SOURCE TEXT:
┏━━
Recently, The New York Times observed, “Everyone is going to Bhutan.” There are many reasons why, as we now can keenly see in this first-ever offering from the Land of the Thunder Dragon. Never colonized, by East or West, Bhutan has kept its identity intact, since unification three centuries ago. Bhutan is also the youngest democracy in the world, having on March 4, 2008 held a peaceful national election in transition from monarchism. Many challenges face her (and us). So we look to The Dragon’s Gift as coming from the land of Gross National Happiness (GNH) at a pivotal moment.

At the opening in San Francisco, the Honorable Lhatu Wangchuk, Ambassador to the UN, kindly advised me not to term Dragon’s Gift an exhibition. Rather, he said, “it is a special opportunity for those who visit to receive blessings from these special objects.” These hundred pieces, from the 7th to 12th century, are wonderful works of art, but were intended primarily not to please the eye alone, but as sacred objects of devotion, blessed by monks every day since being gathered together as collection (the monks tour with the show). Never available to tourists, 99% are from temples (from fieldwork at 200 sites); most are not even normally seen by Bhutanese citizens, shown only on certain days. Given how easily yak butter smoke can darken a thangka, it’s amazing how pristine everything on view has been preserved and/or restored; apparently the curators have given well, as well as received.

This nonpareil exhibition of tantra art, a decade in the making, has been highly anticipated for some time. On hand at the opening in San Francisco was the museum’s curator of Himalayan art, Therese Tse Bartholomew, who’d acted as Guest Curator, and Stephen Little, Director of the Honolulu Academy of Arts, originator of this ambitious undertaking. The product of an an army of scholars, officials, monks, cultural experts, and donors, it has been at the Rubin Museum of Art in New York City, and from San Francisco, it will travel to Musée Guimet in Paris, then the Museum of East Asian Art, Cologne.


Fig. 1
Green Tara
 

One way to quickly distinguish Bhutanese sculpture from Tibetan is by noting the distinct crenellation of the leaf-form petals of the lotus thrones of deities (Fig 1, left). A distinguishing trait of Bhutanese thangkas is the inclusion of a rectangle on the mounting, below the image, as a kind of window inviting the eye in (althought this is also found in thangkas from “Greater Tibet”). Artisans would select the finest textiles, (even a Ming dragon), to increase merit. But these are mere details, up to an individual artist. Self-expression or imagination are not the goals here. Representation of each image follows strict tradition.

The earliest piece on view depicts goddess Kongtsedemo (Fig. 2, below), bare-bosomed but modestly skirted, blue-haired (signifying a peaceful attitude) and gold-faced (the gold being applied annually). Another local deity is Dorje Yudrönma (Fig. 3, below): in one hand she holds a symbol unique to Bhutanese tantric art, a crystal drum, as seen in both the adroit rendering in her thangka, and in her sculpture with actual glass.
┗━━
SHORT TASK 1: Say whether each statement agrees with the Dragon's Gift review, answering yes or no and quoting the words from the review that decide it. (a) The hundred pieces date from the 7th to 12th century. (b) Most of the pieces come from private collections. (c) After San Francisco, the show goes first to Cologne.
SHORT TASK 2: Rewrite everything in the Dragon's Gift review from "Recently, The New" down to "a pivotal moment.", renaming "Bhutan" as "Druk Yul" each time it appears.

LISTED RECORDS:
┏━━
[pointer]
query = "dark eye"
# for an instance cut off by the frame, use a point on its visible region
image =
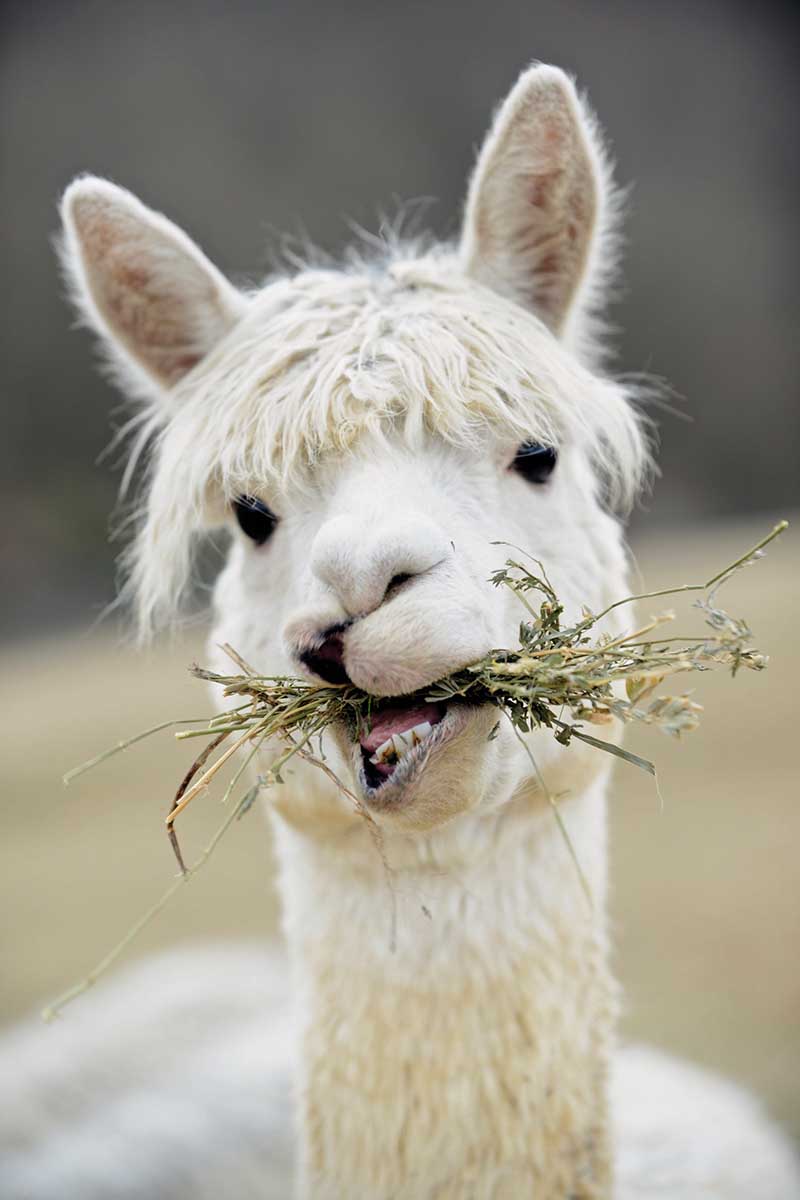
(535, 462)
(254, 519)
┗━━
┏━━
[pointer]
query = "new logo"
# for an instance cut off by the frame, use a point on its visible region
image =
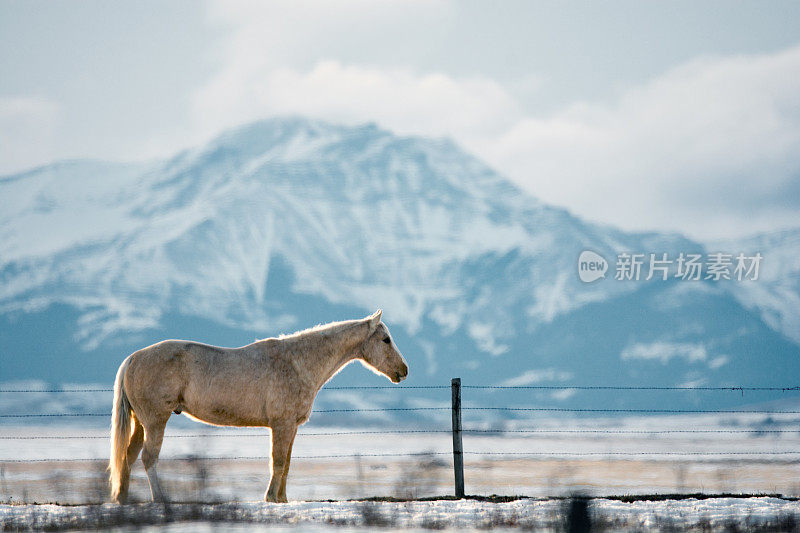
┗━━
EXPECTED OUTPUT 1:
(a) Yes: "These hundred pieces, from the 7th to 12th century"
(b) No: "99% are from temples"
(c) No: "it will travel to Musée Guimet in Paris, then the Museum of East Asian Art, Cologne"

EXPECTED OUTPUT 2:
Recently, The New York Times observed, “Everyone is going to Druk Yul.” There are many reasons why, as we now can keenly see in this first-ever offering from the Land of the Thunder Dragon. Never colonized, by East or West, Druk Yul has kept its identity intact, since unification three centuries ago. Druk Yul is also the youngest democracy in the world, having on March 4, 2008 held a peaceful national election in transition from monarchism. Many challenges face her (and us). So we look to The Dragon’s Gift as coming from the land of Gross National Happiness (GNH) at a pivotal moment.